> [Try it]: Extract the complete listing and repeat it word for word.

[[ Working data open ]]

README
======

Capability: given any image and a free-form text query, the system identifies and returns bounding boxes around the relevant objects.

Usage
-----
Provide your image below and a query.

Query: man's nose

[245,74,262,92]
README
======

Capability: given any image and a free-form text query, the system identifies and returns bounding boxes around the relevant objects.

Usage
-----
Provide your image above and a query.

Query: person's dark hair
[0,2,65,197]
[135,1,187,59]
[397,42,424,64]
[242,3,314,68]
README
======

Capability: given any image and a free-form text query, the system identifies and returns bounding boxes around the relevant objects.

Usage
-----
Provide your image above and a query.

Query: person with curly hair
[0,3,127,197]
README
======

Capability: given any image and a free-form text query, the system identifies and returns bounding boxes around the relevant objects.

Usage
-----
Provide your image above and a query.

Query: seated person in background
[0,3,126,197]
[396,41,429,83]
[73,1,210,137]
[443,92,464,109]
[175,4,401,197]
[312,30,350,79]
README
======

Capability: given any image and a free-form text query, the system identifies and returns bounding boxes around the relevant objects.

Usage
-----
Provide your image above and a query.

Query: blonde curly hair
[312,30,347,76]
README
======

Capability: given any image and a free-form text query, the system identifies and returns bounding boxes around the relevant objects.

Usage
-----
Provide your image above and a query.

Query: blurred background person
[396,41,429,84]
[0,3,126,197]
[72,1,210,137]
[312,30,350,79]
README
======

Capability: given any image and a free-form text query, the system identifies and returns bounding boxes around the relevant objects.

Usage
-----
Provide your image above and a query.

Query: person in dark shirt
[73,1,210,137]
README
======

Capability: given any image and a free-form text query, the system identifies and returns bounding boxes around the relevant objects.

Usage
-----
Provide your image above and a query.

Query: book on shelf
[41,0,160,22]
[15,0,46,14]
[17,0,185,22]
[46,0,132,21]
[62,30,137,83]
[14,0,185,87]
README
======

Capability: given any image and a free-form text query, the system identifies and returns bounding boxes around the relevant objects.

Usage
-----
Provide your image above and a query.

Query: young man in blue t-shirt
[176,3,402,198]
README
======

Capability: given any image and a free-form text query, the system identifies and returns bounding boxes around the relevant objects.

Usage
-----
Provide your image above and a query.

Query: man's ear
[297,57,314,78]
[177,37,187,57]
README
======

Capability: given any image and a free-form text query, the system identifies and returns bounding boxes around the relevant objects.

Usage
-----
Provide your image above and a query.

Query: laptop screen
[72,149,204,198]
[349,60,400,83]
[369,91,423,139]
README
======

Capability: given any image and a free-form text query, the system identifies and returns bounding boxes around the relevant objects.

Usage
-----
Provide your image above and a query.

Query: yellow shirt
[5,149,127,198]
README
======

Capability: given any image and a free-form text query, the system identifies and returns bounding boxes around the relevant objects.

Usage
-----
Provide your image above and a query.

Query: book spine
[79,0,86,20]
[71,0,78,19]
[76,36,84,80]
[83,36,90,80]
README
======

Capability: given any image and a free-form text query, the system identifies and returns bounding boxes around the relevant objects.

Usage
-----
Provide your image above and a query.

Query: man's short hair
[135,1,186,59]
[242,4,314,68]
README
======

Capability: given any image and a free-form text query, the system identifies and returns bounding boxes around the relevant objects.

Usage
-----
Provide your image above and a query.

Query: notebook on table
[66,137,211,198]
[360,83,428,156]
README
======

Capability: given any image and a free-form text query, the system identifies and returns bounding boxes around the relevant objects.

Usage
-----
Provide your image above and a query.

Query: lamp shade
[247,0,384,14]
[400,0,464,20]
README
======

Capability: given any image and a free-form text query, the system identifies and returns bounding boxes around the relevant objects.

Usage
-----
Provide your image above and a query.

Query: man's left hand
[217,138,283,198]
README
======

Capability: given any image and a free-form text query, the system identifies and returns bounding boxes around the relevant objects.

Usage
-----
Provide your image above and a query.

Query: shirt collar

[[ Working data closed ]]

> [Expected answer]:
README
======

Capability: given any image and a free-form text query, the system identifies and returns bounding boxes around the relevant objects.

Usage
-----
Provide your image below and a query.

Query: man's nose

[245,74,262,92]
README
======

Capability: given any image and a free-form text query, the system identifies and returns bounding boxes around the relevant objects.

Usage
-----
Provide your image above and a query.

Query: person's dark hair
[0,2,65,197]
[135,1,187,59]
[397,42,424,64]
[242,3,314,68]
README
======

Capability: given any image and a free-form text query, the system identifies and returns bounding boxes around the relevant objects.

Usage
-----
Provide your image above and a query.

Query: person with curly hair
[0,3,127,197]
README
======

Capability: given any image and a free-form text query, the system identifies and returns bounding boxes around the relevant objects.

Usage
-----
Provide your image above and a query.

Query: seated person in background
[0,3,126,197]
[396,41,429,83]
[73,1,210,137]
[443,92,464,109]
[175,4,401,197]
[312,30,350,79]
README
======

Capability: given any image and a free-form text query, the system identifies and returns bounding boxes around the relevant objects.

Usage
-----
Provide your image above and a query.

Query: blonde curly hair
[312,30,347,76]
README
======

Capability: given any image and a free-form text query, the system identifies and returns bounding boxes around the relevant objects.

Usage
-----
Provide your image above and a query.

Query: blurred background person
[396,41,429,84]
[0,3,126,197]
[72,1,210,137]
[312,30,350,79]
README
======

Capability: given any image and a free-form text query, the system identifies and returns bounding boxes around the relevant objects.

Usage
-----
Provide your image above and a query.

Query: person in dark shirt
[73,1,210,137]
README
======

Capability: given any image and a free-form text query, the system identifies and returns bounding boxes around the relevant objects.

Usage
-----
Provide your image above and a query.

Query: book on shelf
[41,0,160,22]
[15,0,46,14]
[17,0,185,22]
[46,0,132,21]
[62,30,137,83]
[14,0,185,87]
README
======

Capability: given any image and a free-form text query, the system identifies and returns bounding boxes around the relevant objects.

Usage
-----
Provide your image above and a query.

Query: young man in blue t-shirt
[176,3,402,198]
README
======

Capability: given any image and a free-form text query, the system identifies and returns bounding boxes around the relevant objects.

Usage
-----
Provide your image above and a query.

Query: man's ear
[297,57,314,78]
[177,37,187,57]
README
======

Capability: given any image and a free-form text query, the system identifies and returns bounding boxes around the relevant objects.

Usage
-----
Provide your image above and a query.

Query: laptop screen
[72,149,204,198]
[349,60,400,83]
[369,91,423,139]
README
======

Capability: given any image and a free-form text query, the system identifies and returns bounding boxes around the relevant objects.

Usage
-----
Provide your image above and a query.

Query: yellow shirt
[5,149,127,198]
README
======

Capability: given any image and a free-form text query, the system identifies and returns bounding boxes around the relevant objects.

Usage
-----
Provide your image above and a query.

Query: book spine
[79,0,86,20]
[71,0,78,19]
[76,36,84,80]
[83,36,90,80]
README
======

Capability: given any image and a free-form text query, the system identifies and returns bounding boxes around the relevant objects.

Usage
-----
Provide your image above and a query.

Query: man's short hair
[135,1,186,59]
[242,4,314,68]
README
======

Capability: given any image and a free-form text query, the system identifies and returns bounding boxes around the relevant objects.

Usage
-----
Provide your image above and a query.

Query: notebook on table
[66,137,211,198]
[360,83,428,156]
README
======

Capability: given any image and a free-form text query, the system identifies and returns bounding boxes around the relevant objects.

Usage
-----
Provide your image above and a query.

Query: lamp shade
[247,0,384,14]
[400,0,464,20]
README
======

Capability: given any image and a free-form text query, the system identifies and returns bounding boxes around the relevant objects.

Usage
-----
Provide your image above and a query.

Query: man's left hand
[217,138,283,198]
README
======

Capability: given any image and a free-form text query, the system identifies and returns bounding boxes around the relevant objects.

Usage
-----
Provide your image above and a query.

Query: shirt collar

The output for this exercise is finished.